====== RECORD SET ======

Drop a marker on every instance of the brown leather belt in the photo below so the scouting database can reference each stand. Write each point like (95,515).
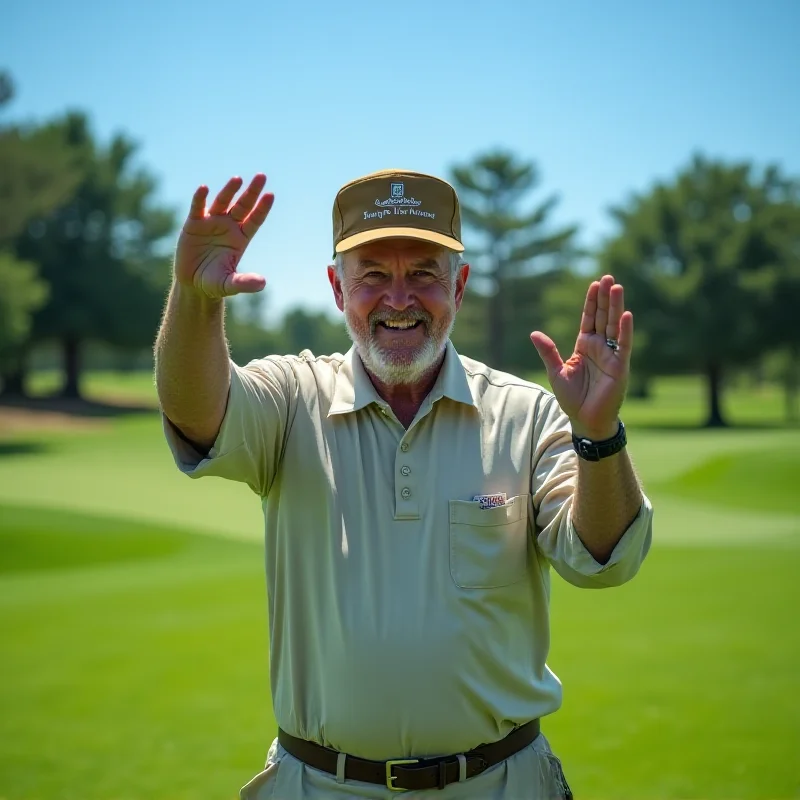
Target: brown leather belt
(406,774)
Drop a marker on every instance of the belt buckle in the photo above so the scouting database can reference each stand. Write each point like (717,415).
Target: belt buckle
(390,779)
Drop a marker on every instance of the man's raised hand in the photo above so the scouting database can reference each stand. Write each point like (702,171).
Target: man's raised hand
(212,243)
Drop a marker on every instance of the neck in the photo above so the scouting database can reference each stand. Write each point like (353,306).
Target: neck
(405,399)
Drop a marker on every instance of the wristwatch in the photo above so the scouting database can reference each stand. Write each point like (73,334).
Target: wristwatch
(594,451)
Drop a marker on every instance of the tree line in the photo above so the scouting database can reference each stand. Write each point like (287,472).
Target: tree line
(710,260)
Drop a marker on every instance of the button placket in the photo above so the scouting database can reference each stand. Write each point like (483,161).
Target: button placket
(406,495)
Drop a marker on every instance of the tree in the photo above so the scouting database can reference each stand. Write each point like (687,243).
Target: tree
(783,298)
(100,250)
(37,174)
(514,243)
(21,293)
(695,256)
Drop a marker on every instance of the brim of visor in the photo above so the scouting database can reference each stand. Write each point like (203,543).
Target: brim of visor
(398,233)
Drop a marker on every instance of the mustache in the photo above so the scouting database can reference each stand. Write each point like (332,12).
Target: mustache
(413,315)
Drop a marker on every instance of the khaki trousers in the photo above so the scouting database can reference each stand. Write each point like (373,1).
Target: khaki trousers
(534,773)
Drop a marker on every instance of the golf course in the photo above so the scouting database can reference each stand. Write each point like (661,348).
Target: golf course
(134,626)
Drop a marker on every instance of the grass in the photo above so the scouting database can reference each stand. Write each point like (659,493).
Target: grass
(134,656)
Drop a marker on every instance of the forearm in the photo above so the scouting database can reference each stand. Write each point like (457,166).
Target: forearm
(192,364)
(607,499)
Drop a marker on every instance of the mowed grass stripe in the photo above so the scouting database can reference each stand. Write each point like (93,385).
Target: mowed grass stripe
(141,677)
(147,678)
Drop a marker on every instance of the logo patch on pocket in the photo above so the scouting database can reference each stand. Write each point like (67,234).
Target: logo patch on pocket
(490,500)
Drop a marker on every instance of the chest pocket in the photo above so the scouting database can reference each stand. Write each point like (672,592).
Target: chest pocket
(488,547)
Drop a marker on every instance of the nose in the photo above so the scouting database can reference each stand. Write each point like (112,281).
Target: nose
(399,295)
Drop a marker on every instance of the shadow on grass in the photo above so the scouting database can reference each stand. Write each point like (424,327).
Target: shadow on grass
(76,407)
(665,425)
(23,448)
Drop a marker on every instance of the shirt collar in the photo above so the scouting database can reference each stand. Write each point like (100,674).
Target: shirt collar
(354,390)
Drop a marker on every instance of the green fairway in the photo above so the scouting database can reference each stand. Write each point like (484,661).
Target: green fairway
(134,651)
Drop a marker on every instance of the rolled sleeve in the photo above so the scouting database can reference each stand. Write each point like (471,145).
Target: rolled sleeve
(251,439)
(554,476)
(570,558)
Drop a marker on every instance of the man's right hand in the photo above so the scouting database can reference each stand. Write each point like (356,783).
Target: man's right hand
(212,244)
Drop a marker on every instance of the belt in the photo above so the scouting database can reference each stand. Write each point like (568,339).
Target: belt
(407,774)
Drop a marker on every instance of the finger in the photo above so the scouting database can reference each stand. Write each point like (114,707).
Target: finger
(198,208)
(615,309)
(244,283)
(548,352)
(223,199)
(244,205)
(257,217)
(603,300)
(626,335)
(590,308)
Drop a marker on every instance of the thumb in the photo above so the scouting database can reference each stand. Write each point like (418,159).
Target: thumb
(244,283)
(548,352)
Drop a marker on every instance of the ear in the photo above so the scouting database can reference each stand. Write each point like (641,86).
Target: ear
(336,285)
(461,284)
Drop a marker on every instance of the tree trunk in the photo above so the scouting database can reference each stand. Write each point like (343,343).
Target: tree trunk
(714,385)
(72,367)
(13,378)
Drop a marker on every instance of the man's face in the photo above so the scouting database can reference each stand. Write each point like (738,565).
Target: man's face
(399,305)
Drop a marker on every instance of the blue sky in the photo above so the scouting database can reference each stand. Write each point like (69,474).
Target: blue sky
(605,97)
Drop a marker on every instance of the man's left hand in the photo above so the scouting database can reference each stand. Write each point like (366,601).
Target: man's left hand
(590,385)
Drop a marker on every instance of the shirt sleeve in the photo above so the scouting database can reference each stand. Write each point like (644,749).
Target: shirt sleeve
(553,481)
(251,441)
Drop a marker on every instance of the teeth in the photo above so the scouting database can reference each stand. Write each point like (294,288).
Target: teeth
(400,325)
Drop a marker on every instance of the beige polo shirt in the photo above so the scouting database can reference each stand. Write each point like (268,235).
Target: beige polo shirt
(405,620)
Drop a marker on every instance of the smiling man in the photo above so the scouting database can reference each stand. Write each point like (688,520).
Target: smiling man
(414,499)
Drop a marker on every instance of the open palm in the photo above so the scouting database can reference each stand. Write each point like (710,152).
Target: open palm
(590,385)
(211,244)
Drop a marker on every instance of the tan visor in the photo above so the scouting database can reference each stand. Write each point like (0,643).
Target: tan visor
(396,204)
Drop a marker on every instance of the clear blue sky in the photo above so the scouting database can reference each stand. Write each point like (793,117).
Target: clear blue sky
(605,97)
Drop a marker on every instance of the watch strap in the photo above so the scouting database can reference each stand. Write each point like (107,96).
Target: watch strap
(590,450)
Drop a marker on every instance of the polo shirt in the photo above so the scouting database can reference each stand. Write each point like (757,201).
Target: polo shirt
(405,620)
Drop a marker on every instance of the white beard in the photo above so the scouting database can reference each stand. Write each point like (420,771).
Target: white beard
(398,368)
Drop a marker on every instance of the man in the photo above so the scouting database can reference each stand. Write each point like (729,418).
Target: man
(414,499)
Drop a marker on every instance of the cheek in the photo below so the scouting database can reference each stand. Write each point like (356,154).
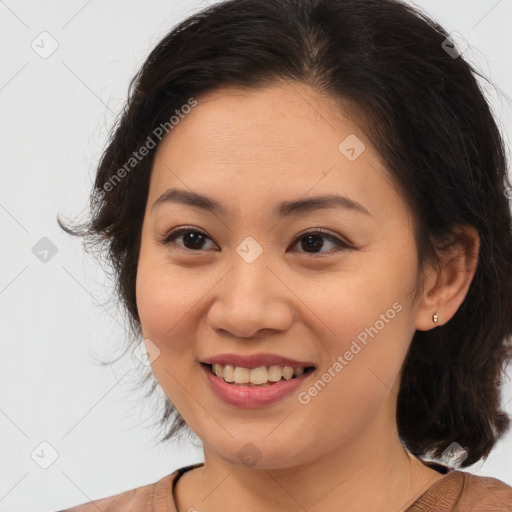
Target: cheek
(165,301)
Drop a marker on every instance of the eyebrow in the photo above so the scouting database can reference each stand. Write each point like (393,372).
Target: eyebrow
(284,209)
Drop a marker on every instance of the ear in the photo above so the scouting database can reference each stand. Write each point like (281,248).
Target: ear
(446,287)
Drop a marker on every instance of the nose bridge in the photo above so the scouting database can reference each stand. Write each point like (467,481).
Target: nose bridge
(251,297)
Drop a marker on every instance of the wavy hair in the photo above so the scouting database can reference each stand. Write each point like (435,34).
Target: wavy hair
(424,111)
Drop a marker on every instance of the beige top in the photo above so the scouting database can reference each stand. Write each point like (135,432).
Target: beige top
(456,491)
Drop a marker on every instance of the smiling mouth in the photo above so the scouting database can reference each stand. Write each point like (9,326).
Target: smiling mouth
(262,376)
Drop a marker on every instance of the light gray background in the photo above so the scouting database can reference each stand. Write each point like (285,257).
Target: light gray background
(55,323)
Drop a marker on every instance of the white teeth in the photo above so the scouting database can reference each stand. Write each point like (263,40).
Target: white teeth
(241,375)
(256,376)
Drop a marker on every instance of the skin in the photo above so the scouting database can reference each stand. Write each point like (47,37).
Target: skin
(251,150)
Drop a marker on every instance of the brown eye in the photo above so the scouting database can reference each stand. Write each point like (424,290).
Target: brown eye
(313,241)
(191,238)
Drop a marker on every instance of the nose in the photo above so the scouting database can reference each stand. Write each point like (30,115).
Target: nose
(251,299)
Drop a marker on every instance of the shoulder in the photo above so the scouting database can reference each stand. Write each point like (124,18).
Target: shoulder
(484,491)
(140,498)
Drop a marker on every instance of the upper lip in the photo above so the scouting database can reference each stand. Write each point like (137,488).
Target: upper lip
(255,360)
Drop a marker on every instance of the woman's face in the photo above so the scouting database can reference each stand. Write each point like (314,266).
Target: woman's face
(248,280)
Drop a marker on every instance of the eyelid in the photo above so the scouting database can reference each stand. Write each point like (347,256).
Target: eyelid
(341,243)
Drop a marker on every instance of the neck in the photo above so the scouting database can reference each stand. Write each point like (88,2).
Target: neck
(381,477)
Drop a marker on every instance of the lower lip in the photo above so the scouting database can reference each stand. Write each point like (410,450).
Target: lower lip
(251,397)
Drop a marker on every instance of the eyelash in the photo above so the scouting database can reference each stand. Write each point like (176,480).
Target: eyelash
(317,232)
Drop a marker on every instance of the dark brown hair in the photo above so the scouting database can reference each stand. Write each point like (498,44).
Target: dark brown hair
(425,113)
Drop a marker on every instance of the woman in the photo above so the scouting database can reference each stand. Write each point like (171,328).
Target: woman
(305,202)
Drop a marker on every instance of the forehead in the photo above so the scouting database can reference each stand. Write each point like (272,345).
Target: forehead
(281,140)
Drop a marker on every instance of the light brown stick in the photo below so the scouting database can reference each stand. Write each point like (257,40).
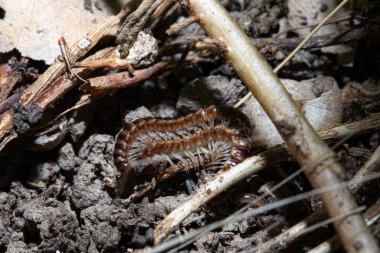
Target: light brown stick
(301,139)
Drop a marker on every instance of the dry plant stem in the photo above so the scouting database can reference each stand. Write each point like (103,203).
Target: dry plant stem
(214,187)
(286,44)
(371,166)
(371,216)
(249,168)
(298,48)
(104,84)
(301,139)
(176,28)
(62,85)
(55,70)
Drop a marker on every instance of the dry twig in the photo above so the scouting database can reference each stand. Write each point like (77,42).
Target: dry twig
(248,168)
(305,145)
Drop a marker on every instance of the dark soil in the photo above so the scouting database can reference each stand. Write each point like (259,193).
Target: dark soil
(63,199)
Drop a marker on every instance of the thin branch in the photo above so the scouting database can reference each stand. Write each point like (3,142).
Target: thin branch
(245,170)
(301,139)
(300,46)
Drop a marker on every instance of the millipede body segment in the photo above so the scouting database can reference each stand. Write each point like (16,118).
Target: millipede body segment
(144,138)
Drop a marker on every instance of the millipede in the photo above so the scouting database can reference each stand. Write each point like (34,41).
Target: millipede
(142,145)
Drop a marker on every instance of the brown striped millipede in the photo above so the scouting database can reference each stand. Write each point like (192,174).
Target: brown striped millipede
(141,146)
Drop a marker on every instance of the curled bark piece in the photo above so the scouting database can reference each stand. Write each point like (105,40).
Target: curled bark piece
(320,101)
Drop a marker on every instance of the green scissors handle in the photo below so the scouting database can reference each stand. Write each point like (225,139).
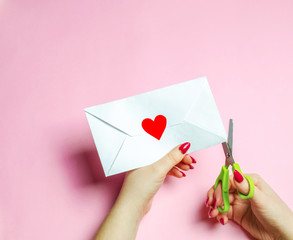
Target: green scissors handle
(224,178)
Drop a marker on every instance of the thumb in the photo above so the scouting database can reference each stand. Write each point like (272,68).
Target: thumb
(172,158)
(241,182)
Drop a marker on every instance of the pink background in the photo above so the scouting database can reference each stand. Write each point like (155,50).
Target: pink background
(58,57)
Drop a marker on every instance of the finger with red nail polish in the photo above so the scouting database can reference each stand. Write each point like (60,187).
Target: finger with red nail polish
(184,147)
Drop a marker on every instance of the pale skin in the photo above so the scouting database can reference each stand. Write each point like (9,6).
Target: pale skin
(265,216)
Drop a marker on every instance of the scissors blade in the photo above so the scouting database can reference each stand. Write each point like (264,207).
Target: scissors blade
(230,136)
(227,146)
(229,158)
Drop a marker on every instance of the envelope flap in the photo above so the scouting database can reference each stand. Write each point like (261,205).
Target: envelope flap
(174,102)
(204,113)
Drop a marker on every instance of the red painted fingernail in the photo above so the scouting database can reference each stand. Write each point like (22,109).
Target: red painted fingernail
(215,203)
(193,160)
(183,174)
(207,201)
(238,177)
(209,213)
(184,147)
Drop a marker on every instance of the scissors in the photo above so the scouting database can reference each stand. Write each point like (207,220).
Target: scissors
(224,174)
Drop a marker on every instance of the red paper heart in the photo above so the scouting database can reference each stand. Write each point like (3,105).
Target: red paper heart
(155,128)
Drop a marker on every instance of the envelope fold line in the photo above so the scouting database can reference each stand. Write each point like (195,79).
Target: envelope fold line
(107,123)
(207,130)
(116,156)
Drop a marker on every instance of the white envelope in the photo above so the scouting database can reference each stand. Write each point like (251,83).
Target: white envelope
(191,113)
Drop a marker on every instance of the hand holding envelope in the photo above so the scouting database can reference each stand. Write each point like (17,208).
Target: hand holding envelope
(149,125)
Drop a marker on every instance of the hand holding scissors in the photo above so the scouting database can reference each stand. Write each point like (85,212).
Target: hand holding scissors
(224,174)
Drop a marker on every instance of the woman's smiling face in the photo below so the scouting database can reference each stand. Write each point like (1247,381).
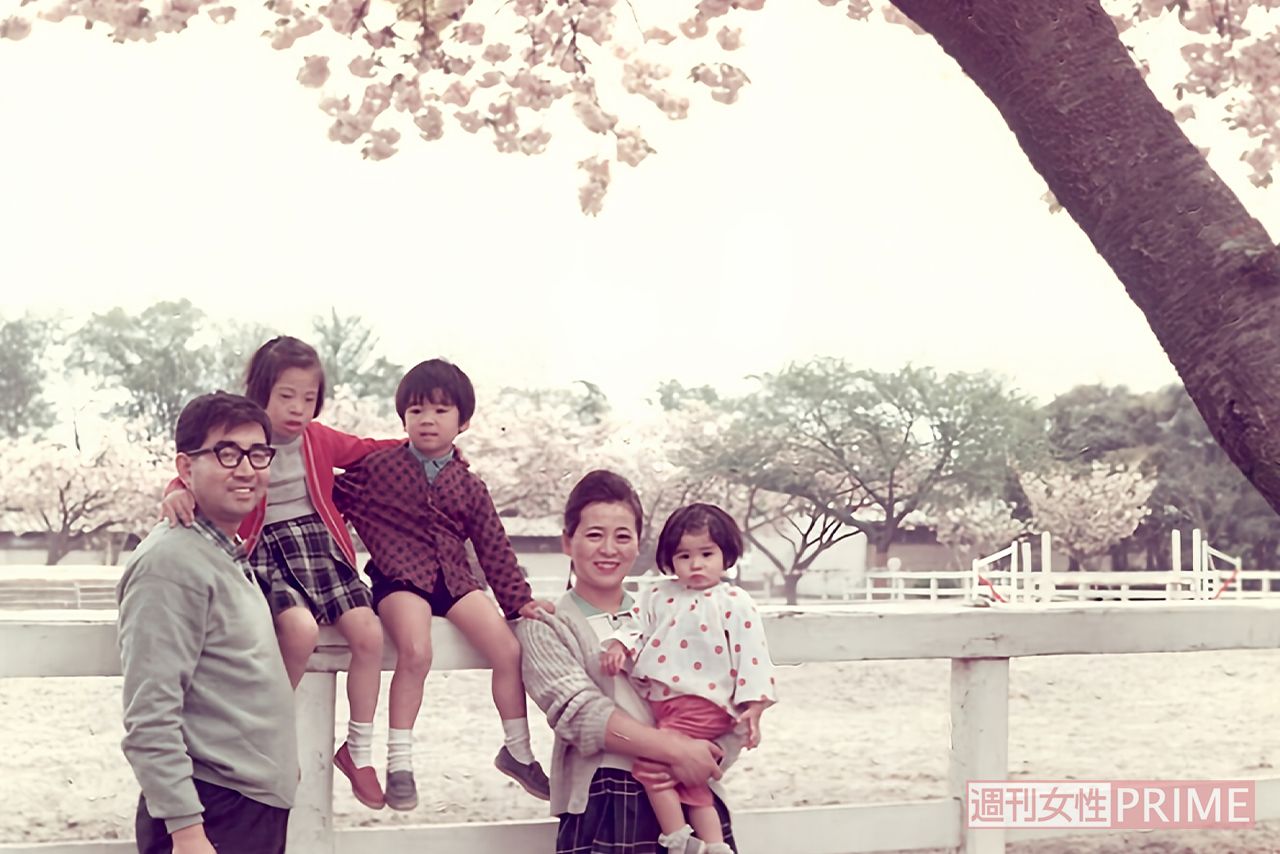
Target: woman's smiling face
(603,548)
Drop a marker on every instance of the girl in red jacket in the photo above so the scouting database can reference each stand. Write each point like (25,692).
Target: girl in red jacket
(298,544)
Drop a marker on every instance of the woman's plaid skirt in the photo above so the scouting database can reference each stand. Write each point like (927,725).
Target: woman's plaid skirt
(618,820)
(304,569)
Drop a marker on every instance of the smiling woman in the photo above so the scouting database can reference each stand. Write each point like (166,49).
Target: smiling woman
(606,743)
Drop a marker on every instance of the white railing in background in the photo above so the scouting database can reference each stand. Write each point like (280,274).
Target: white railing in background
(979,642)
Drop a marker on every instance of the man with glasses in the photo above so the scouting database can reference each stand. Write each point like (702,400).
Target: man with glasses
(208,704)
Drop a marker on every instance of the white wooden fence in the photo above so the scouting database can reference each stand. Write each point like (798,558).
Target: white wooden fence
(979,642)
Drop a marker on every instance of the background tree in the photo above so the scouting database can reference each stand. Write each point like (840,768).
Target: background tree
(1202,270)
(80,496)
(970,529)
(156,360)
(1087,508)
(23,343)
(348,348)
(869,448)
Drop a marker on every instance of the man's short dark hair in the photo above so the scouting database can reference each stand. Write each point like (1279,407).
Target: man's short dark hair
(695,519)
(218,410)
(437,382)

======

EXERCISE OBJECTIVE =
What is needed is an exact copy of the lines from the beginning of the data through the line containing "Drop a marker on every instance of the mustache", both included, without any pictures.

SOLUTION TO THIS EXERCISE =
Drop a marker on every instance of the brown leather belt in the photo below so the scouting database can reference each stand. Write each point like (95,515).
Target: brown leather belt
(406,774)
Drop a marker on every instance of the belt buckle in the photo above so the scouting database can reference each stand. Write each point like (717,415).
Target: belt buckle
(390,779)
Drop a marker on every instance of the man's raised hand in the photo above so the scouting database can reference each stand. Write each point like (702,171).
Target: man's raised hand
(212,243)
Drop a marker on every instance of the neck in the photo above so the scouting database can reference each stand. Write each point like (353,306).
Target: neck
(405,399)
Drop a marker on every instance of the wristwatch in the photo above so the scouting database can reference each stand. Write each point like (73,334).
Target: wristwatch
(594,451)
Drop a marker on every instance of the tree line in the photo above so the scouting database can reference each stand. Write each point like (287,472).
Target: tree line
(710,260)
Drop a marker on every instance of the button placket in the photo above so the scouting database can reference each stand. Write each point like (483,161).
Target: button placket
(406,495)
Drop a marker on every instance of the tree in the photo above so the scouting database can reference each stand. Write each point like (687,243).
Target: tree
(783,298)
(100,250)
(37,174)
(514,243)
(21,293)
(695,256)
Drop a marker on every instance of the brim of visor in the photo above so the scouting database can reference each stand. Write each point like (203,543).
Target: brim of visor
(398,233)
Drop a marker on every instance of the mustache in the photo above so the scouting database can reference each stand. Write each point like (332,12).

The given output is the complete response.